Problem statement:
Verbatim output of the full listing is required.

Supplied data:
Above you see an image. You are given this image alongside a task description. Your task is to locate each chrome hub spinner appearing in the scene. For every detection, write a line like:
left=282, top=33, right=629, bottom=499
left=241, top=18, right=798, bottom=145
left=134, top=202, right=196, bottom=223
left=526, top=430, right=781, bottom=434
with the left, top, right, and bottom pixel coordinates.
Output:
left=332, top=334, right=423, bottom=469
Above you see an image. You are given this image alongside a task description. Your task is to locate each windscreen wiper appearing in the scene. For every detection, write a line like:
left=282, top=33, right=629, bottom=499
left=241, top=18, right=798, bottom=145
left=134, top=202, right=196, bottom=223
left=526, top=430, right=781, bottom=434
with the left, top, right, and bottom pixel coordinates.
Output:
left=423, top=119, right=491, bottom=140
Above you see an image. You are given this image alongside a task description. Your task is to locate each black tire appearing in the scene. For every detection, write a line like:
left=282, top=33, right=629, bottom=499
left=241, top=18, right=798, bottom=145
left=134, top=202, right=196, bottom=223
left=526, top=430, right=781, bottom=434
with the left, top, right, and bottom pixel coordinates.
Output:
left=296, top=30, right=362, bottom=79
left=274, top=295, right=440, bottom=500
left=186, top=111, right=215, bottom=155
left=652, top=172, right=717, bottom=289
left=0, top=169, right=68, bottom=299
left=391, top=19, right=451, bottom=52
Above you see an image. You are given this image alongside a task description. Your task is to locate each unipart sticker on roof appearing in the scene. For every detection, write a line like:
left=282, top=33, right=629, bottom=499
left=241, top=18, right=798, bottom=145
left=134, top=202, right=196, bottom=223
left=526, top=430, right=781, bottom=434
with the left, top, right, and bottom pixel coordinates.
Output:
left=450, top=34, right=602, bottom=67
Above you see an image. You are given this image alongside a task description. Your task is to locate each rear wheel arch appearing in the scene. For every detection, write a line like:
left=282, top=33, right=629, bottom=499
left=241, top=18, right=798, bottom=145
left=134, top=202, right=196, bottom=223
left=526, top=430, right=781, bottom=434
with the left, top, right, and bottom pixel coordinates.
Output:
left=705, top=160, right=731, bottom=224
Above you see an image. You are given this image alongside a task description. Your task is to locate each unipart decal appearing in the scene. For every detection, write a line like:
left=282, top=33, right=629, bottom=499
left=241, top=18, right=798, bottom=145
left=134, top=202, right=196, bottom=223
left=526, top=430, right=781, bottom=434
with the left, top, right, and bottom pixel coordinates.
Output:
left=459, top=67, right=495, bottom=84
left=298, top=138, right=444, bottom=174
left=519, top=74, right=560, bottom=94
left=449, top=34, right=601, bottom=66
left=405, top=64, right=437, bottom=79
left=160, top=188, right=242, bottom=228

Answer:
Above you see an image. You are given this image alongside a task description. Your task is to locate each chrome hub spinner appearing in the scene. For every detection, write a line like:
left=282, top=33, right=629, bottom=499
left=241, top=18, right=798, bottom=145
left=134, top=202, right=196, bottom=223
left=526, top=430, right=781, bottom=434
with the left, top, right, and bottom pixel coordinates.
Output:
left=332, top=334, right=423, bottom=469
Above you see an image. You are given this image alongside a task description. Your task is to locate each windscreen wiper appearing in the scene. For every detection, write a line like:
left=282, top=33, right=629, bottom=499
left=241, top=18, right=798, bottom=145
left=134, top=202, right=196, bottom=223
left=526, top=430, right=781, bottom=434
with the left, top, right, and bottom pixel coordinates.
Output:
left=423, top=119, right=491, bottom=140
Above you see an image. You are given this image alongside a task description. Your task is to locate each black tire appearing in the scene. For every detection, write a line like:
left=282, top=33, right=629, bottom=499
left=241, top=18, right=798, bottom=145
left=134, top=202, right=196, bottom=223
left=526, top=430, right=781, bottom=434
with the left, top, right, and bottom pixel coordinates.
Output:
left=296, top=30, right=362, bottom=79
left=274, top=295, right=440, bottom=500
left=186, top=111, right=215, bottom=155
left=652, top=172, right=717, bottom=289
left=0, top=169, right=68, bottom=299
left=391, top=19, right=451, bottom=52
Above you see an image. You are given this image alongside a task description. Your task is to locate each unipart sticker on roof appearing in the scene. For every detection, write a line like:
left=282, top=33, right=629, bottom=499
left=241, top=18, right=798, bottom=145
left=134, top=202, right=196, bottom=223
left=526, top=430, right=781, bottom=434
with the left, top, right, and bottom pixel coordinates.
Output:
left=450, top=34, right=602, bottom=67
Above you see an image. You are given this image alongside a task description. Your task is to locate each rear wheel arch appearing in the scene. For every detection, write a line like:
left=282, top=33, right=629, bottom=499
left=241, top=18, right=798, bottom=145
left=134, top=202, right=196, bottom=223
left=526, top=430, right=781, bottom=434
with the left, top, right, and bottom pixel coordinates.
Output:
left=705, top=160, right=731, bottom=224
Above you see an image. You are given this image alongside a task description. Your task is to locate each unipart decal appearing in the scene. For every detection, write a line like:
left=282, top=33, right=629, bottom=499
left=241, top=18, right=798, bottom=145
left=134, top=202, right=196, bottom=223
left=526, top=430, right=781, bottom=434
with the left, top, right, and bottom pixel coordinates.
Output:
left=459, top=67, right=495, bottom=84
left=298, top=138, right=444, bottom=174
left=519, top=74, right=560, bottom=94
left=449, top=34, right=601, bottom=66
left=405, top=64, right=437, bottom=79
left=160, top=188, right=242, bottom=228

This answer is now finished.